Attività da svolgere:
a. In base al testo sul lavoro e sui contratti pubblici, risponda alle seguenti domande:
(i) Di quanto si sono ridotte le attivazioni nel mese di aprile?
(ii) A quanto ammonta la dote complessiva per il rinnovo dei contratti pubblici sull'intera PA?
(iii) Quante sono state le cessazioni nei primi sette mesi del 2020?
b. Elenchi le tipologie di contratti a termine indicate tra parentesi nel testo sul lavoro e sui contratti pubblici.
c. Prosegua il testo sul lavoro e sui contratti pubblici a partire dalla sua ultima frase.

Testo di lettura:
══════════════════════════════
Troppo poco per le confederazioni che chiedono di arrivare almeno fino a marzo continuando a «procedere di pari passo» su estensione della cassa e proroga dl blocco. Il confronto si è chiuso così con un nulla di fatto. Ieri Cgil, Cisl e Uil con una nota congiunta si sono appellati direttamente al premier Giuseppe Conte chiedendo di convocare a Palazzo Chigi il tavolo di confronto sul tema, che dovrà occuparsi di anche di «politiche attive, manovra economica e fondi europei». Il non detto è che, in mancanza di risposte, i sindacati non resteranno fermi. Il tema ha aleggiato anche sul Consiglio dei ministri di ieri sera. Una rassicurazione intanto arriva dalla Pubblica amministrazione. Fonti del ministero ieri hanno fatto sapere che i fondi per il rinnovo dei contratti pubblici ci sono: gli «ulteriori 400 milioni di euro reperiti in legge di Bilancio portano la dote complessiva per il rinnovo dei contratti pubblici a 3,8 miliardi a regime per le amministrazioni dello Stato e a 6,7 miliardi sull’intera PA», si afferma in risposta alle critiche sindacali.
Le risorse, secondo il ministero, permetteranno aumenti contrattuali doppi rispetto all’inflazione. Tornando ai dati sul lavoro – ieri anche i consulenti del lavoro hanno dato una stima di un milione di posti persi nelle pmi –, il rapporto Inps mostra che la contrazione delle attivazioni, particolarmente negativa nel mese di aprile (–83%), si è progressivamente attenuata fino a luglio (–20%). La flessione non ha risparmiato nessuno, riguardando tutte le tipologie contrattuali, anche se risulta particolarmente accentuata per le assunzioni con contratti a termine (intermittenti, somministrati, a tempo determinato). Le trasformazioni da tempo determinato nel periodo gennaio– luglio 2020 sono risultate 302.000, anch’esse in calo rispetto allo stesso periodo dello scorso anno (–33%; –41% per il mese di luglio), anche se nel 2019 il numero era stato eccezionalmente elevato anche per l’impatto delle modifiche dovute al “Decreto dignità”. Le cessazioni nei primi sette mesi 2020 sono state invece 2.808.000: un dato in netta diminuzione rispetto allo stesso periodo dell’anno precedente (– 23%).
══════════════════════════════
Voci di dati archiviate:
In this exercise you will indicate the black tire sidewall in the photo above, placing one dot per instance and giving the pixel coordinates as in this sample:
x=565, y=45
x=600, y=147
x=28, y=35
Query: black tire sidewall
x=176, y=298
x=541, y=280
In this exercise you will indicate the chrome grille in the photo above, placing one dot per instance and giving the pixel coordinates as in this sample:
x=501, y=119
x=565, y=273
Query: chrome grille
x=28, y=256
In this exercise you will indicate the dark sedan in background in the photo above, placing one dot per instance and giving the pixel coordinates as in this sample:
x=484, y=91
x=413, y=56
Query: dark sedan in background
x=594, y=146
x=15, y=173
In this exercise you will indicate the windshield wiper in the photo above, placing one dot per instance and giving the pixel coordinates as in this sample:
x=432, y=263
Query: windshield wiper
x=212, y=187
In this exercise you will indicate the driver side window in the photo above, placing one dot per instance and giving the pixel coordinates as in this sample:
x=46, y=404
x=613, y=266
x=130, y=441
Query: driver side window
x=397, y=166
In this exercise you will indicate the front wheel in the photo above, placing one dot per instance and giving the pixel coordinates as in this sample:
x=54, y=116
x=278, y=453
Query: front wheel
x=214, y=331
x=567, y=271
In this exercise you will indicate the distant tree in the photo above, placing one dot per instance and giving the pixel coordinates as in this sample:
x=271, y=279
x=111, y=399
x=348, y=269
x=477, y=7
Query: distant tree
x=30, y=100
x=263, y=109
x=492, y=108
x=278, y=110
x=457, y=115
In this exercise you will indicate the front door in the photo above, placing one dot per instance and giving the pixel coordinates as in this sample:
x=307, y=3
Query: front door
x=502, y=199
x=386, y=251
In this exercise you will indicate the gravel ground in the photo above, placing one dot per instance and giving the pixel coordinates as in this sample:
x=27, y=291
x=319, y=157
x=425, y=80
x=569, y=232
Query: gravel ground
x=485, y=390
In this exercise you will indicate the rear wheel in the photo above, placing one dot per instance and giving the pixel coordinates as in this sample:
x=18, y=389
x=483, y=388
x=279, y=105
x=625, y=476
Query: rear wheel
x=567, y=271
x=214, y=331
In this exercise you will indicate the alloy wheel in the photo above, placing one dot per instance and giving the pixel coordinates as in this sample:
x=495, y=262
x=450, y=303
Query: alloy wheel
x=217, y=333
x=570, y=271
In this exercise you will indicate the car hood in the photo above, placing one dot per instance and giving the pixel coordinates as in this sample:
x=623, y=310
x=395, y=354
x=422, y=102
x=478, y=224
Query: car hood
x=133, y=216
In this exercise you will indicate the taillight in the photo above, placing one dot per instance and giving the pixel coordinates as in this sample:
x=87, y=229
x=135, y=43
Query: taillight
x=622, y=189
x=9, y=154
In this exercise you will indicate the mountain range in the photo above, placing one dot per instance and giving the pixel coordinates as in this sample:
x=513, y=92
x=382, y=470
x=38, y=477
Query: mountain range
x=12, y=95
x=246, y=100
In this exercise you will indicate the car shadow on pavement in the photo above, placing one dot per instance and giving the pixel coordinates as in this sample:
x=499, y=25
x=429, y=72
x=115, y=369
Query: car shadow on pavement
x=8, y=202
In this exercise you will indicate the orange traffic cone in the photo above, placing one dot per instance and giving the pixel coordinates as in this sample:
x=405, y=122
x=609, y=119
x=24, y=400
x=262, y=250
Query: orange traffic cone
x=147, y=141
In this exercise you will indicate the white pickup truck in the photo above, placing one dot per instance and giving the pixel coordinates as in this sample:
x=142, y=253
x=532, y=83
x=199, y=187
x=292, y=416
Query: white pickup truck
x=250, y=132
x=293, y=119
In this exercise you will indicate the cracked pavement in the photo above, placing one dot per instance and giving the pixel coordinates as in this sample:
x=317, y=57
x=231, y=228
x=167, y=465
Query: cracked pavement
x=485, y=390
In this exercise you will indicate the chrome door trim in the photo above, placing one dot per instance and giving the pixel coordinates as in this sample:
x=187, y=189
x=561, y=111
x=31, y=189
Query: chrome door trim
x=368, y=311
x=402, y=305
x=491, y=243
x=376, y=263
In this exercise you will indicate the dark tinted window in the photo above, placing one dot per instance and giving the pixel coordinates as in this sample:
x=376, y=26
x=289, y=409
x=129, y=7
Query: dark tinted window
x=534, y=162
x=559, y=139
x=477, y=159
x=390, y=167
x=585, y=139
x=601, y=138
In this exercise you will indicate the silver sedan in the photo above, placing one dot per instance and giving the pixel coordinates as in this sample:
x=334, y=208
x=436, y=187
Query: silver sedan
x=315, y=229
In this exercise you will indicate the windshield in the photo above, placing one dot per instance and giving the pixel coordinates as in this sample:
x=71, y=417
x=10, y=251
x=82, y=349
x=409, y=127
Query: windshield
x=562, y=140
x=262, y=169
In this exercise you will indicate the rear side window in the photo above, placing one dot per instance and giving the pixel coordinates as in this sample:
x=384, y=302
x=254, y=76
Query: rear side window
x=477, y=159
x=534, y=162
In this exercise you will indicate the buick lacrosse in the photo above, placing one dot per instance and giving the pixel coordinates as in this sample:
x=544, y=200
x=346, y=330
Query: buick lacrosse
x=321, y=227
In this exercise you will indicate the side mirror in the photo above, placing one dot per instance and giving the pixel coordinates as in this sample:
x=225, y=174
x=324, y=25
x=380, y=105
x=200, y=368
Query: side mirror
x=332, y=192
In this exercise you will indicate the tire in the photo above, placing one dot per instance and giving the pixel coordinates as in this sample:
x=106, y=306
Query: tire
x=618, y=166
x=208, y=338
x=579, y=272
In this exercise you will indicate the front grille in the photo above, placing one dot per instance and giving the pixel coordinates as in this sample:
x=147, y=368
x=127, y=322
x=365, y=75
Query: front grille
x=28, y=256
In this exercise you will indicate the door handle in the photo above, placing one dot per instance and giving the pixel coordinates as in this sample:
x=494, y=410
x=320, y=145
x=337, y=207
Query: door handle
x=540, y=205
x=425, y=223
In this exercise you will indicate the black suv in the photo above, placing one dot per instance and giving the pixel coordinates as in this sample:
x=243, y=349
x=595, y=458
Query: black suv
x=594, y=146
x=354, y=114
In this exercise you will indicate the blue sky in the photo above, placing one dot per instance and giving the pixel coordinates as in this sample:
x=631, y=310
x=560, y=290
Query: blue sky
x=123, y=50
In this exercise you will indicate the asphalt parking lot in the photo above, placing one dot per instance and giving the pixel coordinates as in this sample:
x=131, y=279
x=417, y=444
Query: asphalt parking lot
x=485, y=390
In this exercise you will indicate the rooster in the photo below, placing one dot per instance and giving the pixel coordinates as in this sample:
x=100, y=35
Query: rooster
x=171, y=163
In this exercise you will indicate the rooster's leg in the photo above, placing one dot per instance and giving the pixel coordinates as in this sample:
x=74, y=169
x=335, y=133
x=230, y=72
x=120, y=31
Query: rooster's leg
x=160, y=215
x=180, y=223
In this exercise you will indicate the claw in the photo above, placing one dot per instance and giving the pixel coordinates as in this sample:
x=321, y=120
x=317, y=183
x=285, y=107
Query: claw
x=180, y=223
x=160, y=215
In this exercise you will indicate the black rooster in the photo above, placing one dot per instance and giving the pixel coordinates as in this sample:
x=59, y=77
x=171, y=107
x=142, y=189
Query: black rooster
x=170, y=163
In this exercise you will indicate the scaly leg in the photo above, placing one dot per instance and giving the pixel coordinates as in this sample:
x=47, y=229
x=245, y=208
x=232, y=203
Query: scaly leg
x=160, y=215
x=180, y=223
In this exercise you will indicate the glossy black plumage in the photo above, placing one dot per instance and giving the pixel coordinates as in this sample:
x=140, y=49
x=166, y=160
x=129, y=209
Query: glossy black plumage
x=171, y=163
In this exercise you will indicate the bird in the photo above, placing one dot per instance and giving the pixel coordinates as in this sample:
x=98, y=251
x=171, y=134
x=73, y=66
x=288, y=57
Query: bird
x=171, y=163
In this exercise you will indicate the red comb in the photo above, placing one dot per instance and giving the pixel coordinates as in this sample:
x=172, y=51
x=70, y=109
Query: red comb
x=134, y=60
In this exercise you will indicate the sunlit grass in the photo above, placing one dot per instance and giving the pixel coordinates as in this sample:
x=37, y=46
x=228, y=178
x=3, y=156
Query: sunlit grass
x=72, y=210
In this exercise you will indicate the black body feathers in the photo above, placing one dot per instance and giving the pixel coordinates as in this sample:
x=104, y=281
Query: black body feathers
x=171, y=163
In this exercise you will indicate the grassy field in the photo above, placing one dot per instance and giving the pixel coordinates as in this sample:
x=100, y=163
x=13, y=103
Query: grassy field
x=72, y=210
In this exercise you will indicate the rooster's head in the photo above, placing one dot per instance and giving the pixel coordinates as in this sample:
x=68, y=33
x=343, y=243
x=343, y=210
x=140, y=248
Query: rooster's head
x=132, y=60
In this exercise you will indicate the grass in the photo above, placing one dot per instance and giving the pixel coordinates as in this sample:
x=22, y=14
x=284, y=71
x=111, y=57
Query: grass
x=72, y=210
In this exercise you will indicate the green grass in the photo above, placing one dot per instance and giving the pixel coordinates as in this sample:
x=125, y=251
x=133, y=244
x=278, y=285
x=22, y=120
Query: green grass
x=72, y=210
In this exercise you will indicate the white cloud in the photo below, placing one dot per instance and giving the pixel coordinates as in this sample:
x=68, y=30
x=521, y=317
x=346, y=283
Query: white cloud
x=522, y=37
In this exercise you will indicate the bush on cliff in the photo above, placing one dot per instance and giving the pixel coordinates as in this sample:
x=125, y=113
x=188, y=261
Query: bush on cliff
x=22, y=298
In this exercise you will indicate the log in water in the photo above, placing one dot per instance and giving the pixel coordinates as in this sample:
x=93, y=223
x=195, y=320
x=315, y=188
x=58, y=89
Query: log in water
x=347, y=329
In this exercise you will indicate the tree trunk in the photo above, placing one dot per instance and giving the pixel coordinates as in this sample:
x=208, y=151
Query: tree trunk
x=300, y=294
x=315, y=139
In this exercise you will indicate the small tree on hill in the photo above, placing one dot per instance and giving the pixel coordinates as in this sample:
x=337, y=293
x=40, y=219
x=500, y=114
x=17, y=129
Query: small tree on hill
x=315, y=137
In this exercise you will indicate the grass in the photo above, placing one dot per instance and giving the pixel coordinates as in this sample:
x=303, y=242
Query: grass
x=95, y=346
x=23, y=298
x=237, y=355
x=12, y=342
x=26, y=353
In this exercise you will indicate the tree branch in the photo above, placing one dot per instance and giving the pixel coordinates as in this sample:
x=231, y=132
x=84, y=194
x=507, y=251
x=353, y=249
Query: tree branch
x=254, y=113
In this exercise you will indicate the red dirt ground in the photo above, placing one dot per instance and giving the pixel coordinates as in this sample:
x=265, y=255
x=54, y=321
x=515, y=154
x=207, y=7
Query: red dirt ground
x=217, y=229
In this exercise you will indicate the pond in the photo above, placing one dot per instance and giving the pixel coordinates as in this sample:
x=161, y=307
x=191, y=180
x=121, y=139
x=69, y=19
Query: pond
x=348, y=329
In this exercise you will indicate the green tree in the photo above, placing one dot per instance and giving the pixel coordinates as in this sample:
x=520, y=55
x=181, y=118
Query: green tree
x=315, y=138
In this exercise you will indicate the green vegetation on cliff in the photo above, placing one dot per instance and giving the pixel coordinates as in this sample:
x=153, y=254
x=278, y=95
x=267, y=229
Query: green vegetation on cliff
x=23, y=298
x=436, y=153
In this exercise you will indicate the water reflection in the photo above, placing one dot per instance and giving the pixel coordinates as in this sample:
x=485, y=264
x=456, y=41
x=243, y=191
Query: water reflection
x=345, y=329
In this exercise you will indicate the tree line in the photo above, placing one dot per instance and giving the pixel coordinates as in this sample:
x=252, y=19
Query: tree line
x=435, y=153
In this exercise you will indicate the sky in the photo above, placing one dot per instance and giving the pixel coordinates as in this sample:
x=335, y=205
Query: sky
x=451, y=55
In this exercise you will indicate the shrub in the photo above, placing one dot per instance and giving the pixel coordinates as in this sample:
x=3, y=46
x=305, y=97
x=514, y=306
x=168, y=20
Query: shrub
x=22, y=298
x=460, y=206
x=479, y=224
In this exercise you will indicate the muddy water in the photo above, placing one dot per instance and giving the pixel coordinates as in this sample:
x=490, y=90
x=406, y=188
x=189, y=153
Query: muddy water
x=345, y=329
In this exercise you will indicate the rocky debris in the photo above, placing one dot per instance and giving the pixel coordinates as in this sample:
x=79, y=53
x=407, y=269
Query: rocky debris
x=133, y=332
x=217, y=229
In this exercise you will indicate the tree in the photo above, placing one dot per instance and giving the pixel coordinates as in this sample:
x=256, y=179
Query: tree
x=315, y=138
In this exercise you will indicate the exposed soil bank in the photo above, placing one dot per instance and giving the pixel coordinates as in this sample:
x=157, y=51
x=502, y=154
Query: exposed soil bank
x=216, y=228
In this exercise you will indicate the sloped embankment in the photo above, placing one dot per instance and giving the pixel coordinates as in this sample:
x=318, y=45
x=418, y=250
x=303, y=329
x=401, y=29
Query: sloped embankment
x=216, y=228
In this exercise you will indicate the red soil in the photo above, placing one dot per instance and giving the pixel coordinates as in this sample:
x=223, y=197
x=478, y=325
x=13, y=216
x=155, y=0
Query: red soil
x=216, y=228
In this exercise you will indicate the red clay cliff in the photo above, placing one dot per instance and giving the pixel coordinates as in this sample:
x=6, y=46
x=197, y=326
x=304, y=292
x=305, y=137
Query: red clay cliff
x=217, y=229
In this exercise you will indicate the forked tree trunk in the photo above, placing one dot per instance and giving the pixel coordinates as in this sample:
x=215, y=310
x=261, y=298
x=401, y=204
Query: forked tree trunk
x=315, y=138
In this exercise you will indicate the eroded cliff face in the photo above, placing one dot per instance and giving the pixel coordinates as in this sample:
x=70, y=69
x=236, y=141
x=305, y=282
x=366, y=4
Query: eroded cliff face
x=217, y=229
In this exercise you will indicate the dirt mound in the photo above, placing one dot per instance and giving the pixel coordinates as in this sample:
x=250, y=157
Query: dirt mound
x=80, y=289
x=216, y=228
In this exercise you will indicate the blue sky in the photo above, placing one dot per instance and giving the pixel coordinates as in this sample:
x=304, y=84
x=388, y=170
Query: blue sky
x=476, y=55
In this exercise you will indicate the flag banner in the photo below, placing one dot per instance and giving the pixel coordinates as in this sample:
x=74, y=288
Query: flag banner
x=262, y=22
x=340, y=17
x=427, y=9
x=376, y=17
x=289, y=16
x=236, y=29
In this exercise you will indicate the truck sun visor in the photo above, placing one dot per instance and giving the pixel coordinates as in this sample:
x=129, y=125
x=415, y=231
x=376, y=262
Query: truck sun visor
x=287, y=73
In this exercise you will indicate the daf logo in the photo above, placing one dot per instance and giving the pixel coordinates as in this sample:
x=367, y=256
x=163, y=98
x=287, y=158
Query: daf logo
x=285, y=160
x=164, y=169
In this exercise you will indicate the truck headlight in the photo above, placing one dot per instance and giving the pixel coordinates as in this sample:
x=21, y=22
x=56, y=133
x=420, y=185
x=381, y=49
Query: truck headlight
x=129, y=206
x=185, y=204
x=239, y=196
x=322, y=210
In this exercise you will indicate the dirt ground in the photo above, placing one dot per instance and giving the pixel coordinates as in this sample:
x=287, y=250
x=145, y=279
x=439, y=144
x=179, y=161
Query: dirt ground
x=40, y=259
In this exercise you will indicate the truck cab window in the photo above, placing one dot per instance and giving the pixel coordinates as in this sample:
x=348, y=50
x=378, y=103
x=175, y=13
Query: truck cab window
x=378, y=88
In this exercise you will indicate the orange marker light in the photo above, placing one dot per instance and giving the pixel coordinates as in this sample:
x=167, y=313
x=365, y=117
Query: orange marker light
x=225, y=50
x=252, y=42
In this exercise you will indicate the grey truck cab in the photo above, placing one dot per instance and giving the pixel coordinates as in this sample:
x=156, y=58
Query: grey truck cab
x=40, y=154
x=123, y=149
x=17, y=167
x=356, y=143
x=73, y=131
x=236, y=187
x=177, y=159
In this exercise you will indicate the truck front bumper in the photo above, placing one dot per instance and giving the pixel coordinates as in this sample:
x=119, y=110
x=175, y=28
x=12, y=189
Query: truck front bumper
══════════════════════════════
Risposte ai compiti:
a.
(i) Le attivazioni si sono ridotte dell'83%.
(ii) La dote ammonta a 6,7 miliardi.
(iii) Le cessazioni sono state 2.808.000.

b.
- intermittenti
- somministrati
- a tempo determinato

c.
Una flessione particolarmente accentuata per i contratti a tempo indeterminato nel periodo marzo–luglio (–39%) per effetto quasi esclusivamente dell’introduzione dal 17 marzo, appunto, del divieto di licenziamento per ragioni economiche. Il saldo di luglio tra i flussi di assunzioni e cessazioni è di 780 mila unità in meno. Il dato, in progressiva flessione già nel corso della seconda metà del 2019, è divenuto negativo a febbraio ed è peggiorato progressivamente nei mesi del lockdown. L’Inps ha fornito aggiornamenti anche sulla Cig: a settembre sono state autorizzate 254,9 milioni di ore, in aumento del 1.214,9% rispetto allo stesso mese dello scorso anno e in calo del 13,2% su agosto. ll numero totale di ore di Cig da aprile a settembre per emergenza sanitaria supera così quota tre miliardi.